Work task: Your copy should repeat the data that follows exactly and contain no image.

━━━━

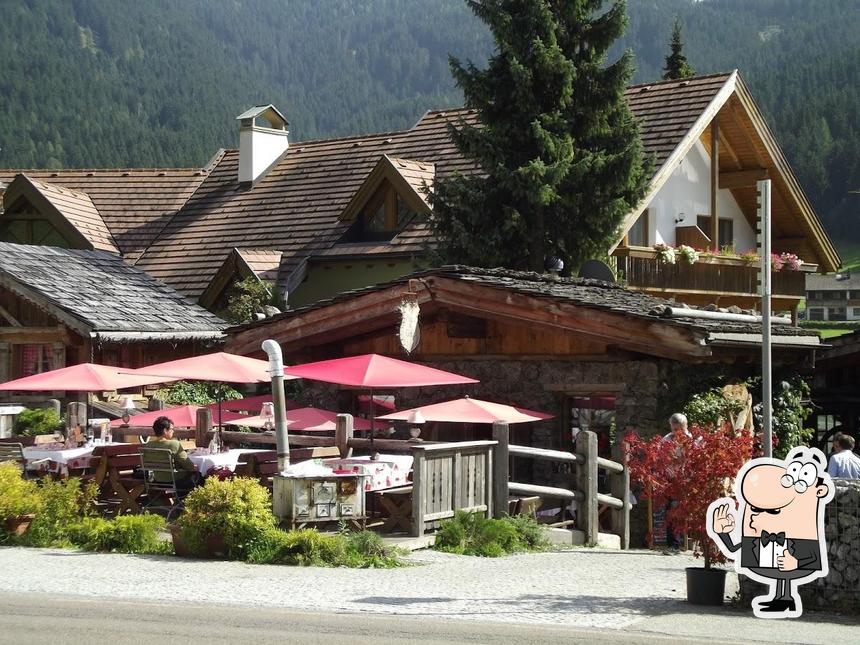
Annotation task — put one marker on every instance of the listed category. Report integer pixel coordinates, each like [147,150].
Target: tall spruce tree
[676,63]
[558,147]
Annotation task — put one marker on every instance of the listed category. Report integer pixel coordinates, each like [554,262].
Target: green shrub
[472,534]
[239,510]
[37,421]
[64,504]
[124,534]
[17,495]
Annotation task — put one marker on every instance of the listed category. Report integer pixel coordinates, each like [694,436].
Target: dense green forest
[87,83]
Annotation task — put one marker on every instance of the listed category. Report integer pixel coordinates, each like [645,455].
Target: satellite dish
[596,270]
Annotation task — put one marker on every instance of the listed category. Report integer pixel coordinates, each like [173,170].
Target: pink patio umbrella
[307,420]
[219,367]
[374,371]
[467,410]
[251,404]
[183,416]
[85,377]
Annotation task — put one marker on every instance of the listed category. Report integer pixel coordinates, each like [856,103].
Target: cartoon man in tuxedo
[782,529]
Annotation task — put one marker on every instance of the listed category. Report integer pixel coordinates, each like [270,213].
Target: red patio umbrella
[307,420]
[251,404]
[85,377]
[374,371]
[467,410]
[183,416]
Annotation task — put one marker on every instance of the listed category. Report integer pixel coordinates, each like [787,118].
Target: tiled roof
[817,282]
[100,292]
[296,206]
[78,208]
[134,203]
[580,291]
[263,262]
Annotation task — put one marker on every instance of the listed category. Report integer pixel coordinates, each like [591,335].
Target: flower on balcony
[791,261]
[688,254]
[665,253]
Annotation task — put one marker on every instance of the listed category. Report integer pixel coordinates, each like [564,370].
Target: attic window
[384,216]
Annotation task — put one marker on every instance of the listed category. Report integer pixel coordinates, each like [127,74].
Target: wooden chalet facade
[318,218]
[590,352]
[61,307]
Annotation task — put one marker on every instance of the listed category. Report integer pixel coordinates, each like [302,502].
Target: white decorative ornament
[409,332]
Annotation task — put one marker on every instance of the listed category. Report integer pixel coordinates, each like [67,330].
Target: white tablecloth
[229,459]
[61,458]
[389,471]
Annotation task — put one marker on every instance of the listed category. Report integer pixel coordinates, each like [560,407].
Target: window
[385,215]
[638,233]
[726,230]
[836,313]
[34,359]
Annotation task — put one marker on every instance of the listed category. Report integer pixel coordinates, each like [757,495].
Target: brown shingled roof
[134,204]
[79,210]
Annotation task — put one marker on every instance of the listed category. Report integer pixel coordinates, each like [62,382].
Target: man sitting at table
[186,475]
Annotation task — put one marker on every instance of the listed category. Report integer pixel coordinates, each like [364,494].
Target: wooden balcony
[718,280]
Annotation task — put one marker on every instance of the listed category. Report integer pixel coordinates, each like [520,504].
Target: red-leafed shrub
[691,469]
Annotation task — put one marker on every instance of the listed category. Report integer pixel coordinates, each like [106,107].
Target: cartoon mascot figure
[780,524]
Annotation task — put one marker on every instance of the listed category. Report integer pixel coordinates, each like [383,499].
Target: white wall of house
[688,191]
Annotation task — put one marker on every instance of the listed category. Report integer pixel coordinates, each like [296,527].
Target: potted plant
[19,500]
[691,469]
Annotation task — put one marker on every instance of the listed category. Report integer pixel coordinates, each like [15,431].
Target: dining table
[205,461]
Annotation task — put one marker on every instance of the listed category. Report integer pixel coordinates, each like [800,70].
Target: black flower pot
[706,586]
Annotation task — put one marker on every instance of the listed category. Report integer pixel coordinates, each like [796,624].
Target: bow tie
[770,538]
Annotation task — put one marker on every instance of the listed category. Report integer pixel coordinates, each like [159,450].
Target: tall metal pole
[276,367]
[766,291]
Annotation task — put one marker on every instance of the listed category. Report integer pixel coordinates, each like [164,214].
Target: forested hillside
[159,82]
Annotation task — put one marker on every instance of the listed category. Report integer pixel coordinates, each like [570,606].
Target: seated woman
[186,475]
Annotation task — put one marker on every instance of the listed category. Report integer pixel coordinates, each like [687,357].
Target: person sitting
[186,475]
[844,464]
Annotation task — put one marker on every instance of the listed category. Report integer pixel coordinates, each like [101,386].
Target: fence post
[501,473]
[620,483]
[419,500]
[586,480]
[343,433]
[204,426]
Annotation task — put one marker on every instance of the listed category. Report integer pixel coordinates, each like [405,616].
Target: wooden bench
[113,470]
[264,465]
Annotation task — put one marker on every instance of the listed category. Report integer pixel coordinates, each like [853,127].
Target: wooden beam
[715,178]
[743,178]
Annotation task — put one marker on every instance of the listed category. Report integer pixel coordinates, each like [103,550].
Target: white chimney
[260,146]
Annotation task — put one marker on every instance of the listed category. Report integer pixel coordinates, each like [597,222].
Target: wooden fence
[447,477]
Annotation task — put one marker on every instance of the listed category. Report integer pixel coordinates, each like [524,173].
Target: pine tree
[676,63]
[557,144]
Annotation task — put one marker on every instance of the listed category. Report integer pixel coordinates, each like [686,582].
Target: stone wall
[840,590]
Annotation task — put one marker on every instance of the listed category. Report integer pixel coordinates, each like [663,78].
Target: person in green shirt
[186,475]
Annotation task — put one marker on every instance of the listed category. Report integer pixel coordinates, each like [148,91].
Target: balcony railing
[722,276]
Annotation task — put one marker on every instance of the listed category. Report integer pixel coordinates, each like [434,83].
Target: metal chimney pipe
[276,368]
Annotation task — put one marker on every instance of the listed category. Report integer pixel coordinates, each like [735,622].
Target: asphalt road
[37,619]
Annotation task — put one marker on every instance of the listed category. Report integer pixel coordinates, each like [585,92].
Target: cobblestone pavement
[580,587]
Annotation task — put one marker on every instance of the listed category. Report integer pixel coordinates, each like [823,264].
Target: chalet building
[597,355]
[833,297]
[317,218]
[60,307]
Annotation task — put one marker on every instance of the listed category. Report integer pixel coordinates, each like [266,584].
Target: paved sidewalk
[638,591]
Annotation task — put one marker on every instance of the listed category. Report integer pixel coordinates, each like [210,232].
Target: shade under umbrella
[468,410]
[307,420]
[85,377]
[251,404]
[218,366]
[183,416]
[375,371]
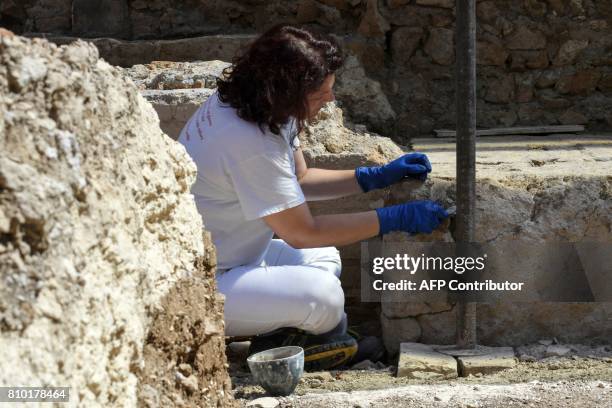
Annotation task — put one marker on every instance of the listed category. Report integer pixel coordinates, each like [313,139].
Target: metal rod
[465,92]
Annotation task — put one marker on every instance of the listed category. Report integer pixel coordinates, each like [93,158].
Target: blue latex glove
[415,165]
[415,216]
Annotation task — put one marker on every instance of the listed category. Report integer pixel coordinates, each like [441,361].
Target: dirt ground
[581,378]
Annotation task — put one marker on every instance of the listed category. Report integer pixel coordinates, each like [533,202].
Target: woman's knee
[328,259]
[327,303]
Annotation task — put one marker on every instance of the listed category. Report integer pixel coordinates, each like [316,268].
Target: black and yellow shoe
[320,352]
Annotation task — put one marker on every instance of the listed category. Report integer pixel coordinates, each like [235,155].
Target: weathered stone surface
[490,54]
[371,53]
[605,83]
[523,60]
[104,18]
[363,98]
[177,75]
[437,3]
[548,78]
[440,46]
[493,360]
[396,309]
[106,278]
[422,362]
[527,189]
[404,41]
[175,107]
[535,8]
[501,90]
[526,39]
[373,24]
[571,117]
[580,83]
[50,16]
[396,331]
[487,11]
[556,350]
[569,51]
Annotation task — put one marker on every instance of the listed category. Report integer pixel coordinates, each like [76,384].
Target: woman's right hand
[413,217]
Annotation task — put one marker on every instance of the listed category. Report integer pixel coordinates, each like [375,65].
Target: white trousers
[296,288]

━━━━

Answer for the task:
Annotation task — put one marker on every instance of the listed category. Report integer pixel coordinates, each like [147,150].
Target: tall spruce tree
[676,63]
[558,147]
Annotation task — put one marker on every instance of the listed category. Report integer pixel coordinates, each like [554,262].
Target: green shrub
[472,534]
[239,510]
[37,421]
[64,504]
[124,534]
[17,495]
Annotation task — put one marker on every instance of the listed category. Report integer pixel coordinates, each like [694,436].
Target: dense green forest
[87,83]
Annotation task — put one marker on every instance of the listed category. Report integer pixel coordinates, each like [645,455].
Target: satellite dish
[596,270]
Annotation task — put one marker on every instance of the listed category. Report integer pixel coordinates, each like [173,170].
Target: pink patio umbrella
[307,420]
[219,367]
[374,371]
[467,410]
[251,404]
[183,416]
[85,377]
Annotation task — put one marker on every instance of the listed category. Report integer pixel coordinates, each like [856,103].
Target: cartoon man in tuxedo
[782,529]
Annotation task — put one marker on every instance of the listed category. Report integer pixel coordinates, each like [270,213].
Target: red patio umbrella
[307,420]
[251,404]
[85,377]
[374,371]
[467,410]
[183,416]
Annotation task — put one marker on every instance of the listed category. Report integer pixel coordinates, each like [787,118].
Target: tiled roof
[817,282]
[100,292]
[296,206]
[78,208]
[134,203]
[580,291]
[263,262]
Annotation task — put one marker on every instance of the listed category. Report integer pixel coordinates, each like [591,335].
Target: flower on balcony
[791,261]
[688,254]
[665,253]
Annotation task — put one marker on every instance of the listed category. Report integer pixel coordinates, each like [564,370].
Target: attic window
[384,216]
Annotation task — put one marker on every instance of the listed category. Report integer pixel coordinates, each like [127,74].
Target: wooden chalet facade
[318,218]
[590,352]
[61,307]
Annotation task — put one marker on every instance of the listed category. Report integer pixel coordinates, each like [302,502].
Target: white decorative ornament
[409,332]
Annotation task — put one marker on every instance of the listed category. Report integer pixel coordinates, each like [67,330].
Target: white tablecloth
[229,459]
[61,458]
[389,471]
Annotation task — put one marker on every instance of the listed category. Report integer pixel coordinates, each like [560,407].
Target: window
[385,215]
[638,233]
[726,230]
[836,313]
[34,359]
Annotation task — put one marker on every instance of the listed category. Report integer pixel coordinates, each like [757,495].
Target: brown shingled roof
[134,204]
[79,210]
Annotation task — put one marker on every instance of the listed category. Report integer pixel coordinates, each like [62,382].
Target: man sitting at table
[186,475]
Annotation task — put one marker on every instance of the listed category. Report integer pixel coordinates, each like [364,494].
Target: wooden balcony
[718,280]
Annotation task — put one marker on every instance of the listed category. Report integer pixel coordinates, each like [520,504].
Target: red-leafed shrub
[691,469]
Annotation task — put one marker on every instance of the listed category. Report integer pixel coordinates, each like [106,107].
Target: cartoon mascot figure
[780,524]
Annotation task — put one marker on every instance of the listed category. Report integer pixel coordinates, each like [383,499].
Target: white wall of house
[688,191]
Annotation task — put one marker on every instance of the listed category. Report integer pixel coordinates, each like [296,527].
Target: potted plant
[19,500]
[691,469]
Annotation task — put one marker on every instance of the listed category. Report integer pixel coordinates, each like [15,431].
Target: dining table
[205,461]
Annotation task — put one marker on every instance of the listed category. Report integer pixel coordinates, each like [800,70].
Target: black flower pot
[706,586]
Annotation task — put one marker on every instance of the listed category. Report integer pixel coordinates, each like [796,624].
Target: bow tie
[770,538]
Annotation task — put one marker on every instance of the listed category. Report integer pixel coordinates, each like [159,450].
Target: tall metal pole
[276,367]
[766,291]
Annotation task — put one marker on every instance of the listed category. Report integer pixel coordinates, each like [164,214].
Target: forested hillside
[159,82]
Annotation task — put one marker on every instance of the listed category. Report integer pixel coordinates, each like [570,606].
Target: seated woman
[186,475]
Annotation task — put one marker on every instance of the listed category. Report integer pixel coordinates, each like [687,357].
Target: person sitting
[186,475]
[844,464]
Annotation task — put one marker on every instance of the listed category. Report integer pixel coordinates, each like [101,386].
Target: fence post
[501,473]
[620,483]
[419,500]
[586,480]
[343,433]
[204,426]
Annotation task — put one marker on every instance of the listed category. Report integer pixel coordinates, each like [405,616].
Target: wooden bench
[113,470]
[264,465]
Annotation task — put one marker on every instance of the listed category. Report integer pixel coordinates, each like [853,127].
Target: wooden beam
[715,178]
[743,178]
Annotation task — put one marker on every instance of the listed category. Report integer pixel coordinates, each like [103,550].
Target: white chimney
[260,146]
Annotation task — put one marker on every instance of the listed category. Report integer pixel coordinates, each like [597,222].
Target: wooden fence
[447,477]
Annotation task — put one marker on every instance of the listed category. Report integer pixel coordinates, each like [524,173].
Target: pine tree
[676,63]
[557,144]
Annotation task — put one marker on every instance of the listed category. Report integer pixel coordinates, each like [686,582].
Target: stone wall
[840,590]
Annotation task — put one marker on every instance of the listed category. Report integer pixel coordinates, each like [663,78].
Target: person in green shirt
[186,475]
Annotation task — put one marker on every instance of the listed category. Report integer pixel coordinates, each like [148,91].
Target: balcony railing
[722,276]
Annotation task — put one marker on every instance of the listed category. Report integer pixel coordinates, each like [434,83].
Target: metal chimney pipe
[276,368]
Annotation task — put one marker on every instance of the listed category. Report integer pixel coordinates, each like [735,622].
Target: asphalt road
[37,619]
Annotation task — put one marker on every instance of the listed category. Report integer pixel coordinates, each like [585,92].
Target: cobblestone pavement
[580,587]
Annotation task — put one marker on every instance of the listed category. Report integer pixel coordinates, each like [823,264].
Target: chalet building
[597,355]
[833,297]
[317,218]
[60,307]
Annotation task — put one marker on every instance of the listed category. Report integer pixel coordinates, each like [266,584].
Target: paved sidewalk
[638,591]
Annotation task — put one marker on every instance of the listed category. Report integer pixel coordinates, each like [210,232].
Target: shade under umbrella
[468,410]
[307,420]
[85,377]
[251,404]
[218,366]
[183,416]
[375,371]
Annotation task — put one marker on every instance of the listed category. Report integer pixel coordinates, each like [313,139].
Target: metal rod
[465,92]
Annotation task — put one marker on every instance of the listed category. Report integer pixel coordinates, each like [93,158].
Target: blue latex glove
[415,165]
[415,216]
Annotation task — put one marker on every instance of the listed category. Report integer pixel coordinates, each like [441,361].
Target: dirt ground
[581,378]
Annotation task — put one marker on every instance of the listed category. Report integer pixel coordinates, each like [533,202].
Target: woman's knee
[328,259]
[327,303]
Annotation task — put one marker on every instance of the listed category. Report integer pixel coordinates, each like [316,268].
Target: black and yellow shoe
[320,352]
Annotation task — put one marker on every instance of the listed category. Report integer pixel coordinates, each like [235,155].
Target: weathered stone surface
[490,54]
[371,53]
[605,83]
[523,60]
[104,18]
[363,98]
[177,75]
[437,3]
[548,78]
[440,46]
[493,360]
[396,309]
[106,278]
[422,362]
[527,189]
[404,41]
[175,107]
[535,8]
[501,90]
[526,39]
[373,24]
[571,117]
[580,83]
[50,16]
[396,331]
[487,11]
[556,350]
[569,51]
Annotation task — put one marker on every instance of the listed category. Report integer pixel coordinates, each like [76,384].
Target: woman's right hand
[413,217]
Annotation task — put one marker on every instance of the listed category. Report integer pixel coordinates, each like [375,65].
Target: white trousers
[296,288]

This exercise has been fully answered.